**** EXCERPTED RECORDS

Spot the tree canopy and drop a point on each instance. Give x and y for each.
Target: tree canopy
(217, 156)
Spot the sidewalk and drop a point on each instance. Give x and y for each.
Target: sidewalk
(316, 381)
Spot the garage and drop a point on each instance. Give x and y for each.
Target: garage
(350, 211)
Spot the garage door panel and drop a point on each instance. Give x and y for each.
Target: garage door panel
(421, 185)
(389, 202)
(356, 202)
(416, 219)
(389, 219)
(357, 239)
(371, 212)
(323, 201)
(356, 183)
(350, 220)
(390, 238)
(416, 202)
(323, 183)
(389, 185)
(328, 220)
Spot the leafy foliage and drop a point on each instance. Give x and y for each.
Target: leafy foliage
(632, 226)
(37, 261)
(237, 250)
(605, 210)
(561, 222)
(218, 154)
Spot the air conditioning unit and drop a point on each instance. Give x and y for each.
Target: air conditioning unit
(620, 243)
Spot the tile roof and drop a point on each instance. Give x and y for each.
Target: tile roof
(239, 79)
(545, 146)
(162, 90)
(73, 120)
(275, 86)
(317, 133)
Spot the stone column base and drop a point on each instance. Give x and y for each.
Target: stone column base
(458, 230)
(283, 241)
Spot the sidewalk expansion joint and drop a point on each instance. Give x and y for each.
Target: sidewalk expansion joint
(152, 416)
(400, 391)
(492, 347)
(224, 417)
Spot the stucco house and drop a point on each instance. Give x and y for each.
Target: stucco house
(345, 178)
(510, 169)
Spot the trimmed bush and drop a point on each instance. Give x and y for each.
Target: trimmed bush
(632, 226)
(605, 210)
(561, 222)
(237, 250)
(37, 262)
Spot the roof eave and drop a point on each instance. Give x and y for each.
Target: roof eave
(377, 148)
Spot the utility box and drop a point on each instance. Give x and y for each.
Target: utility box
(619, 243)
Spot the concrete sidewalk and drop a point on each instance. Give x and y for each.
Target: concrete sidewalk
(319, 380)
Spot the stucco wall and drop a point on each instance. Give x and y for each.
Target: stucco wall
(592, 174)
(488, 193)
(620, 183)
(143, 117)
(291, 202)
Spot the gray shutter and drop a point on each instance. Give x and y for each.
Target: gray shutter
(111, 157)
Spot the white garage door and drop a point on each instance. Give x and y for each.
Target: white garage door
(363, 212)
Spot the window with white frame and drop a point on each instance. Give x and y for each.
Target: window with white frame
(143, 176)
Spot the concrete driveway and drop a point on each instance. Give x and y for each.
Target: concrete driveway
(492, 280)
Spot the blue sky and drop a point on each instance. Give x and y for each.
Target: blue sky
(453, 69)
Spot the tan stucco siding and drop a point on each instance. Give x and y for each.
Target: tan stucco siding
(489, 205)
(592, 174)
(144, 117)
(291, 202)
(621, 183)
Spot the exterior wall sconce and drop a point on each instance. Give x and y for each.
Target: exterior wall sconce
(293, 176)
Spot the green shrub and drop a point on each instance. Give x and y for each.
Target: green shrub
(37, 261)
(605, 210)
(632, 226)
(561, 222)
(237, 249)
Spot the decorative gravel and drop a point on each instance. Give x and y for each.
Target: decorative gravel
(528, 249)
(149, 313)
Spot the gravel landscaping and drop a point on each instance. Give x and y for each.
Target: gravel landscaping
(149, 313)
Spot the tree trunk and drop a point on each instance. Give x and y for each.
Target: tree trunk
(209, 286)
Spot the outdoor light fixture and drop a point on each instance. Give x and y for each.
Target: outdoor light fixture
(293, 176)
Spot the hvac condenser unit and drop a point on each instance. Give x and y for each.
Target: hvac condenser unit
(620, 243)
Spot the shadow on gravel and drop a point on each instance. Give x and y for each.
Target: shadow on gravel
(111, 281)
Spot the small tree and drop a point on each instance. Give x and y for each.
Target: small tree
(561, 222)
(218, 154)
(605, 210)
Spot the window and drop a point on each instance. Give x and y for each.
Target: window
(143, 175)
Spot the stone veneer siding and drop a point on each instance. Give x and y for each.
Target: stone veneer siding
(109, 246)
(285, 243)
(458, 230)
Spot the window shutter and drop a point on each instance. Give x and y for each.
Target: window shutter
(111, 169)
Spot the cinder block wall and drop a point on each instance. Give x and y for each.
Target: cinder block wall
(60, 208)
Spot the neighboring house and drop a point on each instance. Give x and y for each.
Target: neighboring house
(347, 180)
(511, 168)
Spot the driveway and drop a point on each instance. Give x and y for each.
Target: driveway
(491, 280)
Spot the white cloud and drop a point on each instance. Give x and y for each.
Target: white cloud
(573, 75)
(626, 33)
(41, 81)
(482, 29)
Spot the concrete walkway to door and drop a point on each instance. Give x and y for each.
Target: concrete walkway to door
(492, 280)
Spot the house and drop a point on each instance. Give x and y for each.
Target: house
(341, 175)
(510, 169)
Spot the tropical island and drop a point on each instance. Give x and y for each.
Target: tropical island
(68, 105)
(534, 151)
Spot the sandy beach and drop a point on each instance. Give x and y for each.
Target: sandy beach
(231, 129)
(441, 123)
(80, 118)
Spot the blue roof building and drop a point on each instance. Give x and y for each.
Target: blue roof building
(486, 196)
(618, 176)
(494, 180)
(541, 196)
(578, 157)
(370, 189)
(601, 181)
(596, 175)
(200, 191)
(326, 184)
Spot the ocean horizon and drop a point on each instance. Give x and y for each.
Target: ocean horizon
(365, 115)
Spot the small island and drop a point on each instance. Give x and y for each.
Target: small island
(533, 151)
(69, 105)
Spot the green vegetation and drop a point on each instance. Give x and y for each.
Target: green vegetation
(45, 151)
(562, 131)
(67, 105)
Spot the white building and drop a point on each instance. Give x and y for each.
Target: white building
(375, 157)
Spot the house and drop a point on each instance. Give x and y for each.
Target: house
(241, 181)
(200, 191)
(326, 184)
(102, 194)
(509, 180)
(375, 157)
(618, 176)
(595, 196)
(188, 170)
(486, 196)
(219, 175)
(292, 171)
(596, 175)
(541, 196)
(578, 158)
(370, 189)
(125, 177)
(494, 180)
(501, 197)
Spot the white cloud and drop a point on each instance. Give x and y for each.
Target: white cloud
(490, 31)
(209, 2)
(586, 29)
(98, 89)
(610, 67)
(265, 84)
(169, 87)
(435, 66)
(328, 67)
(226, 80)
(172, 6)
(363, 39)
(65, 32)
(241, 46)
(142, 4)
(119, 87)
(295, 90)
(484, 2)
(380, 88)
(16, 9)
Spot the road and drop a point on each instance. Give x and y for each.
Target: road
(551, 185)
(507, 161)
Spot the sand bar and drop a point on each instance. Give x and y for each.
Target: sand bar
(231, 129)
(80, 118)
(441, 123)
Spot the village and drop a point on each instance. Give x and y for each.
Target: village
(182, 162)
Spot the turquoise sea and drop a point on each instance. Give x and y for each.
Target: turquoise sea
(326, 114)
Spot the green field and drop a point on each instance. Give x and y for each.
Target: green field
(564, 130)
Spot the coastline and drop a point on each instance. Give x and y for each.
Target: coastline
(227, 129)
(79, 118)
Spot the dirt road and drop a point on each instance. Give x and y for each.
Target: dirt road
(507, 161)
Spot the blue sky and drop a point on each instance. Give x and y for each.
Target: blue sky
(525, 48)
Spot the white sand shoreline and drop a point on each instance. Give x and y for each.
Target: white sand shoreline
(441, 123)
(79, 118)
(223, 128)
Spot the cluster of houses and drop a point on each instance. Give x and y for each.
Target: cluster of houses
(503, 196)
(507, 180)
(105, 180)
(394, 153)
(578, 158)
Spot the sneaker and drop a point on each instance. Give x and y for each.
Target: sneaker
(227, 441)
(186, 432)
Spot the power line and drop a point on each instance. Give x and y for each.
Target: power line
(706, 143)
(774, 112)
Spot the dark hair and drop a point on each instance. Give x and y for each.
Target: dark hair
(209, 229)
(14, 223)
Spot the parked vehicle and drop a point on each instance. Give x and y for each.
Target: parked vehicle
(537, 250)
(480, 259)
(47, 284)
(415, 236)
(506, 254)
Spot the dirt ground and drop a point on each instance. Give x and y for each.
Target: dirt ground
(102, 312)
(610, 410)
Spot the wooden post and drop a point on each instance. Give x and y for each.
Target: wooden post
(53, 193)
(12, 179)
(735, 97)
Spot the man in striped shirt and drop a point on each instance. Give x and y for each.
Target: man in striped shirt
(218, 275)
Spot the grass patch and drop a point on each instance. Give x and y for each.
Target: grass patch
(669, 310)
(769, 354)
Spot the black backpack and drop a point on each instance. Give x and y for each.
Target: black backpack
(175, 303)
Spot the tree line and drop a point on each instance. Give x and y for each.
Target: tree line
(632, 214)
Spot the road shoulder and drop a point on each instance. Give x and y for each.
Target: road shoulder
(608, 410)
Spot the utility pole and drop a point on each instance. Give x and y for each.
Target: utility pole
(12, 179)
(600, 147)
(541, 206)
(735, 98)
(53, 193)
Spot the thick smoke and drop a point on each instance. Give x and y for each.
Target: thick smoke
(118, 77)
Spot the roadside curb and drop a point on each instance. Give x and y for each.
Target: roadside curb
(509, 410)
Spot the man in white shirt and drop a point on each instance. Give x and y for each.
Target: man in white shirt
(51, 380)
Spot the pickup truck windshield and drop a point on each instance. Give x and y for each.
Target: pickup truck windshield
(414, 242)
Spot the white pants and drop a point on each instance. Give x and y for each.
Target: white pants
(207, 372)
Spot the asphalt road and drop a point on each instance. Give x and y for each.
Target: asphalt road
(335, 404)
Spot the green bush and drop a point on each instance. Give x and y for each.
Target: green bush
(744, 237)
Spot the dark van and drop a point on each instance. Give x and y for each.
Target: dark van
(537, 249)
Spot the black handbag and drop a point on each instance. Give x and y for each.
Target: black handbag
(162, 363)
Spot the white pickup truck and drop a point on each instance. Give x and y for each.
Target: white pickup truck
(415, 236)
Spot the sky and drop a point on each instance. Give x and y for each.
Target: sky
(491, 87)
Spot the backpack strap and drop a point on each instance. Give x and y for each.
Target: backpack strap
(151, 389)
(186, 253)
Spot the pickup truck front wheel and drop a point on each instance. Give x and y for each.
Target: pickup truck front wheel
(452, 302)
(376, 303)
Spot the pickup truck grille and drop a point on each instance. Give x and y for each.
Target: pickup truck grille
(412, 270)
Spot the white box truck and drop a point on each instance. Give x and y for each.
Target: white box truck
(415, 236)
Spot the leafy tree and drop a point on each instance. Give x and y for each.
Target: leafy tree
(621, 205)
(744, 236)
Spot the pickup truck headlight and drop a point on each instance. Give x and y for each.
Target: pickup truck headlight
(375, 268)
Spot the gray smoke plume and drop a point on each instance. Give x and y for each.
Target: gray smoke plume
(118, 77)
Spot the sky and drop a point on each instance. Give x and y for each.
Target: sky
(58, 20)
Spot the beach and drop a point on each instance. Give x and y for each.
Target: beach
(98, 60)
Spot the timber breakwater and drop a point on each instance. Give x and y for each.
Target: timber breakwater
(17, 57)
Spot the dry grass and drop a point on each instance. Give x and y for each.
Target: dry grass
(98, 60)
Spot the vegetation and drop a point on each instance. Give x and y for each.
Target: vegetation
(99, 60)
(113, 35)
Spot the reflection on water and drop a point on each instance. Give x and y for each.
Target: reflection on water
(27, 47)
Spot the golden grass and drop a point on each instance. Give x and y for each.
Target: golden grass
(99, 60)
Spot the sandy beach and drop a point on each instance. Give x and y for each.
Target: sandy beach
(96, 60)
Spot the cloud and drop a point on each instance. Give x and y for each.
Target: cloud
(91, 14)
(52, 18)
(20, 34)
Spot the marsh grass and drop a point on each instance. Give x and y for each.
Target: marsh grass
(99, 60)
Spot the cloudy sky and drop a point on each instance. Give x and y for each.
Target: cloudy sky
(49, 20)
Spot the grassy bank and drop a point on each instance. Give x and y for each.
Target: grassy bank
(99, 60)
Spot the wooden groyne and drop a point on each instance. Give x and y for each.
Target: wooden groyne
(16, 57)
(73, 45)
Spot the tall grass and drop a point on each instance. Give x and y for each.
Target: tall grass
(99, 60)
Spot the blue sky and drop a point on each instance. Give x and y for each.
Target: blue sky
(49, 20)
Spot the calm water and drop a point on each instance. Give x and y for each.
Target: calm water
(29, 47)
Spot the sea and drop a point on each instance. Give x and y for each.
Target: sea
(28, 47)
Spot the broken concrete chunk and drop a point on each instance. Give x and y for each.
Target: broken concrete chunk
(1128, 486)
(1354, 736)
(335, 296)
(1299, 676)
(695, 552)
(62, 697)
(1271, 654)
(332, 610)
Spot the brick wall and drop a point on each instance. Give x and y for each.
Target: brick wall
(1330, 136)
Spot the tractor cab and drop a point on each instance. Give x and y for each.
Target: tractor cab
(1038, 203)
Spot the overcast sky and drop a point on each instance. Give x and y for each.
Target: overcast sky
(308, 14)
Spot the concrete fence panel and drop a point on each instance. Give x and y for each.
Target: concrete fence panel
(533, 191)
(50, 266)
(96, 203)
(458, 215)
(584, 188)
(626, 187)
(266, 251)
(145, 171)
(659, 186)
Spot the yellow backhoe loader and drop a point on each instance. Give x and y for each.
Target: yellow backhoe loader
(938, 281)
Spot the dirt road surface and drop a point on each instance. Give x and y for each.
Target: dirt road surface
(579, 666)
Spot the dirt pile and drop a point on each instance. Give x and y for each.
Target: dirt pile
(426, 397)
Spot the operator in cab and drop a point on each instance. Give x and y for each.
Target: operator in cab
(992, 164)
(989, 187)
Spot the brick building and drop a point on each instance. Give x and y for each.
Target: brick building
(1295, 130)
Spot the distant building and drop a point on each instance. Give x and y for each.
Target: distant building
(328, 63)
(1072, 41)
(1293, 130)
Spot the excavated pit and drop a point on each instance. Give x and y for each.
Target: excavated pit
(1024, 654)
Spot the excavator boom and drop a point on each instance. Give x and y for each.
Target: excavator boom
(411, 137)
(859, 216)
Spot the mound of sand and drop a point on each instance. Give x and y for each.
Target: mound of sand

********

**TASK DIRECTIONS**
When a line in the data above contains the string "mound", copy that line.

**RESULT**
Spot the mound of sand and drop a point on each instance. Give x and y for each.
Target: mound of sand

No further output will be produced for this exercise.